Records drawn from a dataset

==*==

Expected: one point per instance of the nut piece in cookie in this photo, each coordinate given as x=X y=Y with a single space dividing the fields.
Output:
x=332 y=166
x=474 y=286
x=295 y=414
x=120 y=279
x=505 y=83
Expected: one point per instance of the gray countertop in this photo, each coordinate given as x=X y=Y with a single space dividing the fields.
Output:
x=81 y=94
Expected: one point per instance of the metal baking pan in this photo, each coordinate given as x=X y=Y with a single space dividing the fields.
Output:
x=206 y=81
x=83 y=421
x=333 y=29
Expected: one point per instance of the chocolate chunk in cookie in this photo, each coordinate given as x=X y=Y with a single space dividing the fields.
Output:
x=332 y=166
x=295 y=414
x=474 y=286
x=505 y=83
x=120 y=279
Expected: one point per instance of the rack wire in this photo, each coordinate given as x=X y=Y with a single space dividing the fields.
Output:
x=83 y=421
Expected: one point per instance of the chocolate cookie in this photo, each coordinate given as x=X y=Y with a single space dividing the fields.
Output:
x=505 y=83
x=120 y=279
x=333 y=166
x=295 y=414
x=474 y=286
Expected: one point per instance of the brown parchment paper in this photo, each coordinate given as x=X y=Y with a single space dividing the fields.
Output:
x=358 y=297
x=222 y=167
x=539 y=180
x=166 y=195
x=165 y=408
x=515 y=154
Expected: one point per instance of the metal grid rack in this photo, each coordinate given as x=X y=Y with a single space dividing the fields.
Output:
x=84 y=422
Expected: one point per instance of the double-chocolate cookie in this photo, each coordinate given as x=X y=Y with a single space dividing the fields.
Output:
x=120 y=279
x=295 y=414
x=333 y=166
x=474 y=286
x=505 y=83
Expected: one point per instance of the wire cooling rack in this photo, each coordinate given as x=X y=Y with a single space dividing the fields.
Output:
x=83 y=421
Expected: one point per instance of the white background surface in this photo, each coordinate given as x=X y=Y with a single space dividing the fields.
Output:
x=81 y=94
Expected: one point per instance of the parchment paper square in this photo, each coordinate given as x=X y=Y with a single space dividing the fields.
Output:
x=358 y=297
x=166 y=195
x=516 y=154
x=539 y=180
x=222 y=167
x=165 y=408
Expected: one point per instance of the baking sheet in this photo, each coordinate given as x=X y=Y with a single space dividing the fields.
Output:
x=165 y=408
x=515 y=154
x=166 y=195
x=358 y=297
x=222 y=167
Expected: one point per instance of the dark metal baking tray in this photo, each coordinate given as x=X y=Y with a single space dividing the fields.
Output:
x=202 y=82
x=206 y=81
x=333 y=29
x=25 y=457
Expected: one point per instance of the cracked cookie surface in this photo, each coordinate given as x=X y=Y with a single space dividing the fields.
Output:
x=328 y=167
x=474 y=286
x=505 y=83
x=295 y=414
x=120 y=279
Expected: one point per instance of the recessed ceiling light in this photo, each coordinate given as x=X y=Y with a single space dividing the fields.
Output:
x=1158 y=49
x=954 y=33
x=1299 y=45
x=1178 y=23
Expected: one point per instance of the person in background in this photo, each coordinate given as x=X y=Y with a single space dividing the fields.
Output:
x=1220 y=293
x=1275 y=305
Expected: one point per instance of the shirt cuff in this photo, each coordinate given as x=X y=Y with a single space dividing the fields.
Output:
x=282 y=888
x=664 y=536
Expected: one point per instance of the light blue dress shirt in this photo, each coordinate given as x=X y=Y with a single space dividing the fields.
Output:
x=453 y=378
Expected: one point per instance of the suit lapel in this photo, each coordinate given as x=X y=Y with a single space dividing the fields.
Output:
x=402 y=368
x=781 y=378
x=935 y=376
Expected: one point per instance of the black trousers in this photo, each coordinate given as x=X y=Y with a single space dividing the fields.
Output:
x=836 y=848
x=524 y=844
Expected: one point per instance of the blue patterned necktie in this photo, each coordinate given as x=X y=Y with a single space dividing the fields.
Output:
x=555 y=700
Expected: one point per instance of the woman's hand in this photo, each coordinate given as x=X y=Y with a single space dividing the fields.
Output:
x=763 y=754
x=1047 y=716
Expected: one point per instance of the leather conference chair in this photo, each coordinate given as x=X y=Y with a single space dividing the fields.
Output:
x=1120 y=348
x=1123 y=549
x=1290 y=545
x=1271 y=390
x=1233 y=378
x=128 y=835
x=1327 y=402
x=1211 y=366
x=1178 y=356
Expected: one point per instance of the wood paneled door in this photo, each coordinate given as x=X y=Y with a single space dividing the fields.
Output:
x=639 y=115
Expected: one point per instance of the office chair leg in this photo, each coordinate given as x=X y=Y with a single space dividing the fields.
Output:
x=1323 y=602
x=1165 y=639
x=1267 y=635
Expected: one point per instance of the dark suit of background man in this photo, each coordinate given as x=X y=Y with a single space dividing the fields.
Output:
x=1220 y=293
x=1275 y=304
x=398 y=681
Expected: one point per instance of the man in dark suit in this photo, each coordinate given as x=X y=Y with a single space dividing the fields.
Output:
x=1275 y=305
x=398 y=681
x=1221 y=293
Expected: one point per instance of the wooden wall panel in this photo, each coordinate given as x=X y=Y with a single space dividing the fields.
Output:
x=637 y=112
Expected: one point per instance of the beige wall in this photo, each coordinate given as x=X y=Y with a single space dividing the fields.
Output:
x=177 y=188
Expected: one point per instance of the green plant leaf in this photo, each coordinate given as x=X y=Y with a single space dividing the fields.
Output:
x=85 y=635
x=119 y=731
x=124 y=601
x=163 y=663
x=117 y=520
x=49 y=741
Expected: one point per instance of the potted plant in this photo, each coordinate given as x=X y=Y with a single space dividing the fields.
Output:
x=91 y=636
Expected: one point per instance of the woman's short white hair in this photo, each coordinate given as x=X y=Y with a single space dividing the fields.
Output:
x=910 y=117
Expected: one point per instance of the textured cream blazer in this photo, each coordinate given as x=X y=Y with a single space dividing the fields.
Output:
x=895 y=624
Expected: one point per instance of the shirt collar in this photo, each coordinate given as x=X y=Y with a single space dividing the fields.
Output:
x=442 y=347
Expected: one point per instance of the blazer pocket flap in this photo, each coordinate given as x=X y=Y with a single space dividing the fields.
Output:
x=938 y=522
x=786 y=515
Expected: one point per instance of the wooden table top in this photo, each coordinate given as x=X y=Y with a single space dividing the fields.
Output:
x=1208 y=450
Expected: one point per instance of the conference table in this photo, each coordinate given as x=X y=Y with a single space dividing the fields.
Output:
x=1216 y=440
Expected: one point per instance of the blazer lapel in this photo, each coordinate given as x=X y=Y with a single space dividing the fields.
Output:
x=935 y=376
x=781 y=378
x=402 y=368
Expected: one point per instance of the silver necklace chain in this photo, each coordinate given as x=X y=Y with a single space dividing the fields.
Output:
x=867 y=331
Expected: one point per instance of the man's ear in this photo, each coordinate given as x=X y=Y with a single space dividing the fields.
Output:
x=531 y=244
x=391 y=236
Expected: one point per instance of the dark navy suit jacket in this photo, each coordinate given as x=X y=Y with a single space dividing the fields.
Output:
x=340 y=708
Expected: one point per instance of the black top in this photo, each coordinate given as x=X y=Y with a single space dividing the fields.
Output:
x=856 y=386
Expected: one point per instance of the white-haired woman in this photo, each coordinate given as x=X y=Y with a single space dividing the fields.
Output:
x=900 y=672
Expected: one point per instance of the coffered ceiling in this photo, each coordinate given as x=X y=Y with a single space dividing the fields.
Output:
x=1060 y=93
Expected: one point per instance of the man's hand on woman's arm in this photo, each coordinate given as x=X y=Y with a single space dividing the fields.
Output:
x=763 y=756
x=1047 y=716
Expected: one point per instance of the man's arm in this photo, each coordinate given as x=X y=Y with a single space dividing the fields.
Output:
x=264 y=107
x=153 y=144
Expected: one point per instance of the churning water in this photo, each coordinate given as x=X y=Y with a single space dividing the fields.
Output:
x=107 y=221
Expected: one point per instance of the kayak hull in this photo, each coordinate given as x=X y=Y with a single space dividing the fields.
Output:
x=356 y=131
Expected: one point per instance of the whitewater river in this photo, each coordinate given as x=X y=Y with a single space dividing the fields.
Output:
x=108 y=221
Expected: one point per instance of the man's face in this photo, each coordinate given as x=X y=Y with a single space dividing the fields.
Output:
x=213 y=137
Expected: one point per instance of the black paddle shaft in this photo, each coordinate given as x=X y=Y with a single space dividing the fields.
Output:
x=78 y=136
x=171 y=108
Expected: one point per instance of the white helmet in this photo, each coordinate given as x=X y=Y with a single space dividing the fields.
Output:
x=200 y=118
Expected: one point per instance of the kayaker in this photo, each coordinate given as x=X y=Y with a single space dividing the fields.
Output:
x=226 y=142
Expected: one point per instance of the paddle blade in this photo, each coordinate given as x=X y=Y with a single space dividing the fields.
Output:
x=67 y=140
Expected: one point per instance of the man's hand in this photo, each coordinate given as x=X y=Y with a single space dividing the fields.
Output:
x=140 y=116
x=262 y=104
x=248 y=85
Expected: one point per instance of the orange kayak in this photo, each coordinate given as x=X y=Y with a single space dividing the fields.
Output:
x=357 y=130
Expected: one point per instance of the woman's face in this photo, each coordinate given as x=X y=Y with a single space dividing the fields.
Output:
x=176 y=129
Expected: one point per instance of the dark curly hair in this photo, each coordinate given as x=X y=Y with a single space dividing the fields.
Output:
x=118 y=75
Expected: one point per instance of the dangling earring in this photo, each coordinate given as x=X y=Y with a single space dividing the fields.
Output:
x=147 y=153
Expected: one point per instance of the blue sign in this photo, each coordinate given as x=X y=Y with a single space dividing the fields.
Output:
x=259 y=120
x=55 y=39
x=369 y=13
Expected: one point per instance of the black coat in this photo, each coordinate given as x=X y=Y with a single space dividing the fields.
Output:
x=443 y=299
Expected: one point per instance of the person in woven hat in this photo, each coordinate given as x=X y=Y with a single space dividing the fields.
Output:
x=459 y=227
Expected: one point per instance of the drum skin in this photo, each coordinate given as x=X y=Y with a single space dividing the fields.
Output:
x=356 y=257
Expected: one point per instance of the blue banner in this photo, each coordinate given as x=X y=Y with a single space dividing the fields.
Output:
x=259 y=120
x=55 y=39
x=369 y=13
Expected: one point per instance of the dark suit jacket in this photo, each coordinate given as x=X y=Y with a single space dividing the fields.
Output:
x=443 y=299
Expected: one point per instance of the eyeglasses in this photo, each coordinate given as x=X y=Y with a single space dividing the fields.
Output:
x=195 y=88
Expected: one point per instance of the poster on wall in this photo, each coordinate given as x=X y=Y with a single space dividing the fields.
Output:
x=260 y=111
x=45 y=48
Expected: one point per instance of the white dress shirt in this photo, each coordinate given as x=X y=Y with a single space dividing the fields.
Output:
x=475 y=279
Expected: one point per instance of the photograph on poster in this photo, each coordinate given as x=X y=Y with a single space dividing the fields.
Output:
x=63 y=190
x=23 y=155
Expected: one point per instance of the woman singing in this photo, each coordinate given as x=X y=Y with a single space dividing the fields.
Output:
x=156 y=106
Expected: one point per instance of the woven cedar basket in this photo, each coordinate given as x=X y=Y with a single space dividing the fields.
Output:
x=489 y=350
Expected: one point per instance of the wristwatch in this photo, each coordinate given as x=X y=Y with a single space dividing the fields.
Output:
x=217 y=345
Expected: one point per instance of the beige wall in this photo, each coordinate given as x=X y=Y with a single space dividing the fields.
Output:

==*==

WHAT YOU HAVE TO DO: The lines of the records that contain the string "table" should be located and copied.

TASK OUTPUT:
Expected: one point per instance of the wooden table top in this photo, each coordinate given as x=X y=Y with a single space dividing the fields.
Expected: one point per instance of the conference table in this photo, each coordinate given as x=X y=Y with a single space dividing the fields.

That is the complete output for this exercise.